** Start of Extracted information **
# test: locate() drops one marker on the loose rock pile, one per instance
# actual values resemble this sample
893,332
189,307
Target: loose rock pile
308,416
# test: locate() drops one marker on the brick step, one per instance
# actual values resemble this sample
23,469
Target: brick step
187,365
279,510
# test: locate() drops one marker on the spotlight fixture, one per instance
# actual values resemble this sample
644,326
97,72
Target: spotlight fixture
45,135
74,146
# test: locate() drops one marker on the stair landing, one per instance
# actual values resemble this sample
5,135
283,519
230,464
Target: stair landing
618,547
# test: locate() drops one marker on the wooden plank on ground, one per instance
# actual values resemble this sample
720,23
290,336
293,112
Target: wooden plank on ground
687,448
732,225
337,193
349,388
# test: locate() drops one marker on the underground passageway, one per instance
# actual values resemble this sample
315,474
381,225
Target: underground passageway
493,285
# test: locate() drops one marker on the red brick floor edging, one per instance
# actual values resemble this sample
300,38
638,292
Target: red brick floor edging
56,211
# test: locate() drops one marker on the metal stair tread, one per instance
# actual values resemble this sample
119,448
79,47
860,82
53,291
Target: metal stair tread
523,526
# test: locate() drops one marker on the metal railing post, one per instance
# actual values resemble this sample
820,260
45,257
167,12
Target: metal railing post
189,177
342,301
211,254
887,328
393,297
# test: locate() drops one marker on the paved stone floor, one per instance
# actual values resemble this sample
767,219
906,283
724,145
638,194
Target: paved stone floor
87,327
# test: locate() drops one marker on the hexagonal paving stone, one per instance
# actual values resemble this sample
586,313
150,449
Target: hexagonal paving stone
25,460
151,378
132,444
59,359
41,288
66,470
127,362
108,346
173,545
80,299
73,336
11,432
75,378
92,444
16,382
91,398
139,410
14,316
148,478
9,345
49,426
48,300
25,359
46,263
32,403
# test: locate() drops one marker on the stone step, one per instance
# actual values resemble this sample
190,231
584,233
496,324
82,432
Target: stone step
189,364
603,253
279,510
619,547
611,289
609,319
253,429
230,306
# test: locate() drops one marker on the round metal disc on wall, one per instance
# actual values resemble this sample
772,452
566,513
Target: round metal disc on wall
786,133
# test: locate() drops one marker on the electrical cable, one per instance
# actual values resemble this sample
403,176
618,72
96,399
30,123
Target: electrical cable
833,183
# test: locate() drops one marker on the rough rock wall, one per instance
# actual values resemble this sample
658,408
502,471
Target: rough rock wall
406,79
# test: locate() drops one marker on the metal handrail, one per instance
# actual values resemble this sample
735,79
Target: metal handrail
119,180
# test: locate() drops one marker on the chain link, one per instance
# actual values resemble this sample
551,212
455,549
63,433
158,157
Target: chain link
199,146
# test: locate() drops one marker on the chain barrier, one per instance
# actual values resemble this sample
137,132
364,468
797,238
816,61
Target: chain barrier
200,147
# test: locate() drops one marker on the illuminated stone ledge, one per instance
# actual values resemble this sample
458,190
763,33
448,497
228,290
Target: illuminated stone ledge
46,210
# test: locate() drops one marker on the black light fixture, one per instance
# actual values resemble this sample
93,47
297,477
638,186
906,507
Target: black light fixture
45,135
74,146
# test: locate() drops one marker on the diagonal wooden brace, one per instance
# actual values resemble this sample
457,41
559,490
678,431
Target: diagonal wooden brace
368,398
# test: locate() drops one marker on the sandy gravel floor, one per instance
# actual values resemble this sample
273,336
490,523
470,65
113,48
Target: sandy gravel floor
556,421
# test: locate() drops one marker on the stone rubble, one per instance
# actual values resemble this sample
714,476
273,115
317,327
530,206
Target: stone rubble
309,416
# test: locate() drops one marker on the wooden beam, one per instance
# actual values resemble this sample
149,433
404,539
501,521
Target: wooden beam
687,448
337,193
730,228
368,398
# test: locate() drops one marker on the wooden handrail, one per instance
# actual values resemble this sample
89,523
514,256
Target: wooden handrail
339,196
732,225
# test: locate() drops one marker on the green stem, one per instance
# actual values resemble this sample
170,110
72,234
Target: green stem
** End of Extracted information **
- _Problem to solve_: Starting with the line that contains "# test: locate() drops one marker on the diagonal" and going on through the end of the records, write those lines out again, requests included. Scale every answer coordinate by 0.6 and round to whole numbers, halves up, leaving the requests and their sample values unchanged.

- _The answer_:
# test: locate() drops one marker on the diagonal wooden brace, one per instance
# actual values resemble this sample
457,41
559,490
678,431
Target: diagonal wooden brace
221,239
# test: locate() drops one marker on the sandy gravel floor, one per instance
# actual values resemble this sample
273,336
490,523
470,65
113,48
Target: sandy gravel floor
334,253
# test: locate() drops one marker on the stone rubble, one per instance
# actual values resemble this sample
714,476
273,115
317,327
530,206
Target: stone rubble
185,250
# test: locate() drops one marker on the wooden beam, one per instance
# actual values resemble this sample
149,433
404,539
501,521
Target: wooden beam
412,269
202,116
438,137
221,239
# test: locate() drops one marker on the wooden handrail, one per instance
# actual values resemble this sample
89,523
514,256
Target: wooden handrail
203,118
439,135
# test: locate() drops one marker on the green stem, one per instance
# actual values resemble this sample
170,110
72,234
Target: green stem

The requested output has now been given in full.